TO DO
Transcribe, character for character, the stretch of records from the line containing "output [[1218, 784]]." through the line containing "[[1070, 546], [603, 714]]", with both of those lines included.

AVAILABLE RECORDS
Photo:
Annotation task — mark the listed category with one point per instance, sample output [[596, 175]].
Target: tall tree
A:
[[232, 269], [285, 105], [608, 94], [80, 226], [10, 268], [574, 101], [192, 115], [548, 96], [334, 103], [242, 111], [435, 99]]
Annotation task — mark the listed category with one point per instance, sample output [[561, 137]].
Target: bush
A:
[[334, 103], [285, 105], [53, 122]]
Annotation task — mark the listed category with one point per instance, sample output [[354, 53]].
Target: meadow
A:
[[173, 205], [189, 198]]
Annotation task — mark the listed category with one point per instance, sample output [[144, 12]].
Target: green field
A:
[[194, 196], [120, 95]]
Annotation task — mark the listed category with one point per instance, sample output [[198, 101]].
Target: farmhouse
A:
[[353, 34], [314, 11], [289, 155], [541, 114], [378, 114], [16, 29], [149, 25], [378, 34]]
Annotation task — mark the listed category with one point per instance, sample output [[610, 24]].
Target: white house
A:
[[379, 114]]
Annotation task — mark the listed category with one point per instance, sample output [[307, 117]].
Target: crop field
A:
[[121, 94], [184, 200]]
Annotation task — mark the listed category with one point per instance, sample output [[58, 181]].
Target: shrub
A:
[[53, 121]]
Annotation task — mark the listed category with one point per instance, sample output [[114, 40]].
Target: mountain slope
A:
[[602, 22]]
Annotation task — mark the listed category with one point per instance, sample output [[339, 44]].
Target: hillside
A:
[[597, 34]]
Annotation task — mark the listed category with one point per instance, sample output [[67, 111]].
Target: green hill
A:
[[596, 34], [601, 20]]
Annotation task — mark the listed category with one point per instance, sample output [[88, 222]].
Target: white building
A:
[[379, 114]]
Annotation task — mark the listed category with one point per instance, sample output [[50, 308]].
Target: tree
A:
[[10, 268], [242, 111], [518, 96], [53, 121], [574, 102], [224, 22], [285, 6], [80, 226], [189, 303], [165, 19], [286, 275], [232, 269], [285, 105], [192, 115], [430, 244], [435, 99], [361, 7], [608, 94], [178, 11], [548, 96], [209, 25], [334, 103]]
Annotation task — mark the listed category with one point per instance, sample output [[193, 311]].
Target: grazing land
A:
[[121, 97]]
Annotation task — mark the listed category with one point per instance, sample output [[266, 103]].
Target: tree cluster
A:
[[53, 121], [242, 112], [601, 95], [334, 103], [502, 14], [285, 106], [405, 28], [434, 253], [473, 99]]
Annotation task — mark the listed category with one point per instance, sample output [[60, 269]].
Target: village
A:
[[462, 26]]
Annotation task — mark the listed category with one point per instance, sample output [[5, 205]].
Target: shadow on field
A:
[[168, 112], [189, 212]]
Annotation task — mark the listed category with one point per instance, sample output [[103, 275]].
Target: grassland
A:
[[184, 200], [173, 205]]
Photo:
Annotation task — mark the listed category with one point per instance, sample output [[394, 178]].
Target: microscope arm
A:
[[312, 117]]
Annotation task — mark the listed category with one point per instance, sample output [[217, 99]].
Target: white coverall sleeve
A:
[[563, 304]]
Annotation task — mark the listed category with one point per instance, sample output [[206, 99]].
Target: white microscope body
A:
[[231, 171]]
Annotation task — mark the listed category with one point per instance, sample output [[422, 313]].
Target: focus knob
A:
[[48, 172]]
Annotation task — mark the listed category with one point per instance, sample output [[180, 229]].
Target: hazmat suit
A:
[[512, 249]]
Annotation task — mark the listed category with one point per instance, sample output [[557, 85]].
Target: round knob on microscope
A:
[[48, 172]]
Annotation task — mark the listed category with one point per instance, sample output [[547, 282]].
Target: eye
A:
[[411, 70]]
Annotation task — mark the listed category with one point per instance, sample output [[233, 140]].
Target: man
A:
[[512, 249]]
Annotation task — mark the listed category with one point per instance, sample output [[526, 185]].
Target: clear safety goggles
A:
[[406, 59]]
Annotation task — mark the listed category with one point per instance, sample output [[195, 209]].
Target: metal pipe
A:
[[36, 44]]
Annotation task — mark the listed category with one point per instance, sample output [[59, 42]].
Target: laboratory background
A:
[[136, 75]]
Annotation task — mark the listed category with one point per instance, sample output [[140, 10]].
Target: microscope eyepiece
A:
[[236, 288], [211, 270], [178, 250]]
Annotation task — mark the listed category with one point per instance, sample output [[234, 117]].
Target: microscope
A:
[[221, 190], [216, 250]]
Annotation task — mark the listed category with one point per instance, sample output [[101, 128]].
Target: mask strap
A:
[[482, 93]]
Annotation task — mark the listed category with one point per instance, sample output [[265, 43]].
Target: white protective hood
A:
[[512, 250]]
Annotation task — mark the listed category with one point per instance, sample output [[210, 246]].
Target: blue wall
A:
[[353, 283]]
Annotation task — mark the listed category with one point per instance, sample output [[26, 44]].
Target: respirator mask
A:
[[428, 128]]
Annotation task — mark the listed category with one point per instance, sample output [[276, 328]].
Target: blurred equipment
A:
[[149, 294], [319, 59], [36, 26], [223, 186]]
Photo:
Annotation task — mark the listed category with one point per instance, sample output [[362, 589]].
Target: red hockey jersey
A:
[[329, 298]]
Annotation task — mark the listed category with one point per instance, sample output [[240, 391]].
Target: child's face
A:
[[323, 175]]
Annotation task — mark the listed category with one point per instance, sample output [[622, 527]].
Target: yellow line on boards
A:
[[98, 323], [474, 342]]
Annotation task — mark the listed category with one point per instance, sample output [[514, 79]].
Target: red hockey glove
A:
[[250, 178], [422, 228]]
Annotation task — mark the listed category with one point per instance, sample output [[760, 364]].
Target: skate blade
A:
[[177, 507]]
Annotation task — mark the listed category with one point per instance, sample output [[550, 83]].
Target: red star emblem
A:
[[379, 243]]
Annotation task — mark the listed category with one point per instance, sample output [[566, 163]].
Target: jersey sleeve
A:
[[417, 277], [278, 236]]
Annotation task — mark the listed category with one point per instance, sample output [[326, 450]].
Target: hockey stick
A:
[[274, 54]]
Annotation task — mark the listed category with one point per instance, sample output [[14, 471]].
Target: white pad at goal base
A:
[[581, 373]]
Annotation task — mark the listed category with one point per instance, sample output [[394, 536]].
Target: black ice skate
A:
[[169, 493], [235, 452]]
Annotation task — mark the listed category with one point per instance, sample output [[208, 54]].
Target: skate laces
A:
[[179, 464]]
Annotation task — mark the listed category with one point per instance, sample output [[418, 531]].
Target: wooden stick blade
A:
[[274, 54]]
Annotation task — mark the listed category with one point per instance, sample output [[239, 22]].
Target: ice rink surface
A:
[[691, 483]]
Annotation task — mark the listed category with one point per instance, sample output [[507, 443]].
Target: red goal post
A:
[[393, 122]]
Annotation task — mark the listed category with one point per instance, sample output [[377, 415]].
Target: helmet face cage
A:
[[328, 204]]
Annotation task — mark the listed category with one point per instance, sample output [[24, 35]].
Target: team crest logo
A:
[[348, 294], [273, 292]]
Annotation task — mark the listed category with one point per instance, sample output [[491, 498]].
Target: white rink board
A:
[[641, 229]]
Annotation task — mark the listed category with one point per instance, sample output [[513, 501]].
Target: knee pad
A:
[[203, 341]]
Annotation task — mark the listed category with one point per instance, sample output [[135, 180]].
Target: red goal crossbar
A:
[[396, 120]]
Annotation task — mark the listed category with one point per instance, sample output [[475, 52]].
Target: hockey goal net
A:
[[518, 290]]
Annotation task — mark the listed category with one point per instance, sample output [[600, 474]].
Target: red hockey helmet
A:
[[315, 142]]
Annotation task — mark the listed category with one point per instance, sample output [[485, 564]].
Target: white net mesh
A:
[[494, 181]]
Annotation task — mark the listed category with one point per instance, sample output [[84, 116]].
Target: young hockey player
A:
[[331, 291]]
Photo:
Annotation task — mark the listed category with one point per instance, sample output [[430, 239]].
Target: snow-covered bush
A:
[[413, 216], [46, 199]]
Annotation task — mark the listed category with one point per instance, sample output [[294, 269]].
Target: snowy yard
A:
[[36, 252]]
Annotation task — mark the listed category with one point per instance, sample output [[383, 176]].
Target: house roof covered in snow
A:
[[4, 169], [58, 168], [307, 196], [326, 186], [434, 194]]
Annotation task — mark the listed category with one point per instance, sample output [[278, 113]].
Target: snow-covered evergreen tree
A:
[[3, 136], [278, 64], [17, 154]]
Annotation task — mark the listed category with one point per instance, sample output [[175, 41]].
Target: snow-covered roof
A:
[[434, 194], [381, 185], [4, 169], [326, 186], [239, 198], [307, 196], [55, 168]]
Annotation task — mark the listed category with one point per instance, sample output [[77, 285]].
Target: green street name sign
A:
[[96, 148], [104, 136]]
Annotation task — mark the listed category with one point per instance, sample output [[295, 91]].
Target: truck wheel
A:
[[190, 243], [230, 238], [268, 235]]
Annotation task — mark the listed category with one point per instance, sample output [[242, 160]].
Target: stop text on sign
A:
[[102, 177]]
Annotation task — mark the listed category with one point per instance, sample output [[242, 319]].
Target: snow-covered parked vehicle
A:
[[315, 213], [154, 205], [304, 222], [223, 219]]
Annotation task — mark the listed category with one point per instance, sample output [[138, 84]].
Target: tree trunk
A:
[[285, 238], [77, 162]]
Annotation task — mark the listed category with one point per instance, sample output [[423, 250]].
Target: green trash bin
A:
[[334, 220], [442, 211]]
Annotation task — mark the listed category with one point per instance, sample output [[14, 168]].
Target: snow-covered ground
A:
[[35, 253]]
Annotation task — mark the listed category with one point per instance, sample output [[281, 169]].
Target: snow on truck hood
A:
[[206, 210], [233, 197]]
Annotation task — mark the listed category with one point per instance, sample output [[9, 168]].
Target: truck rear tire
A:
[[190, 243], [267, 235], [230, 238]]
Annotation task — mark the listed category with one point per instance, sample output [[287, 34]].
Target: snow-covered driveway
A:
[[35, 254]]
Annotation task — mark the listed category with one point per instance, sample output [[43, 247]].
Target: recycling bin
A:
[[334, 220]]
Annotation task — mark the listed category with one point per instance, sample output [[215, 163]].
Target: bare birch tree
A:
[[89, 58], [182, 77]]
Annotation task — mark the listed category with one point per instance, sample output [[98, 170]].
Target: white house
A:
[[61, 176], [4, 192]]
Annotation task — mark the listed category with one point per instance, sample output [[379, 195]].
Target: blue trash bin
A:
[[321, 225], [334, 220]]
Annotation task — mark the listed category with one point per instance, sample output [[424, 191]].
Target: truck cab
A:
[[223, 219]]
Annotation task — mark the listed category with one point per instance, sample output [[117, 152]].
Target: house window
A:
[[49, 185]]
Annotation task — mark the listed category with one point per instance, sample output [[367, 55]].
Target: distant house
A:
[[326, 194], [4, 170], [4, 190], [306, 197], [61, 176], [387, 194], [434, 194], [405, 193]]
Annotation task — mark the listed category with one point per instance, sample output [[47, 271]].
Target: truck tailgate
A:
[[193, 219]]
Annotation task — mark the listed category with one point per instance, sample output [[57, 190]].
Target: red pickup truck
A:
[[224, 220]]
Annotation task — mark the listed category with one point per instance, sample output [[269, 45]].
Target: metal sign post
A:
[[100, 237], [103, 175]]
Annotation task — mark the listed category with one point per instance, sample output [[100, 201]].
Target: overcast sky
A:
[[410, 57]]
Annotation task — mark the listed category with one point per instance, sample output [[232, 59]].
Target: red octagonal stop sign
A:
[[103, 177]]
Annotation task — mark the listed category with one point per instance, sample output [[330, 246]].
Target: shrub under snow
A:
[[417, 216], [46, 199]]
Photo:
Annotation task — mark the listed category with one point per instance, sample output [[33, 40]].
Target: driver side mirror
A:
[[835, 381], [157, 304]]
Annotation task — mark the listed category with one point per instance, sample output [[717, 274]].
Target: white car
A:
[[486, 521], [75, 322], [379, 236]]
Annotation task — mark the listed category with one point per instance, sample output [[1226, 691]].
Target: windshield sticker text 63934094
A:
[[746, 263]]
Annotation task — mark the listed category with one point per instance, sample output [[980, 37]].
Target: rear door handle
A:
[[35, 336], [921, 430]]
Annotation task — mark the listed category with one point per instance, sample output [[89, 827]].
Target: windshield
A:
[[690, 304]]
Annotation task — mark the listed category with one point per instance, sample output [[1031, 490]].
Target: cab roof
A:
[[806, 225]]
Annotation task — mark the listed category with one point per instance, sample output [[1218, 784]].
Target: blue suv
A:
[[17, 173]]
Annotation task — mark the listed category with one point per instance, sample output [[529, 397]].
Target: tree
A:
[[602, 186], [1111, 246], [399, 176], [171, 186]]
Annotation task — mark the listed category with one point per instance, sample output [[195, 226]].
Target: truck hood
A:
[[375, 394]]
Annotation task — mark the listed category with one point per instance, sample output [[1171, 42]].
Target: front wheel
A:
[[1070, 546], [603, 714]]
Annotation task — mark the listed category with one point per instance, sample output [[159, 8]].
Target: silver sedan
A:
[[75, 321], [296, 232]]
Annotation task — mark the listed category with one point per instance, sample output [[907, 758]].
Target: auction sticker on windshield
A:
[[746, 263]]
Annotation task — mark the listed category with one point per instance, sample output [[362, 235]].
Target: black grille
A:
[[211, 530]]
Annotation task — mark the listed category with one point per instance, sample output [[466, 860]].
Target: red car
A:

THE REPLY
Annotation task — mark the listed category with one point per instance, sample output [[1218, 784]].
Target: blue suv
A:
[[17, 173]]
Annotation task — mark the listed category with one point per instance, sample output [[529, 397]].
Target: tree
A:
[[602, 186], [1111, 246], [399, 176], [171, 186]]
Annotation task — mark the listed category with one point per instance, sample output [[195, 226]].
Target: truck hood
A:
[[375, 394]]
Annotation task — mark the listed category with one point per instance, sample output [[1171, 42]].
Target: front wheel
A:
[[1070, 546], [603, 714]]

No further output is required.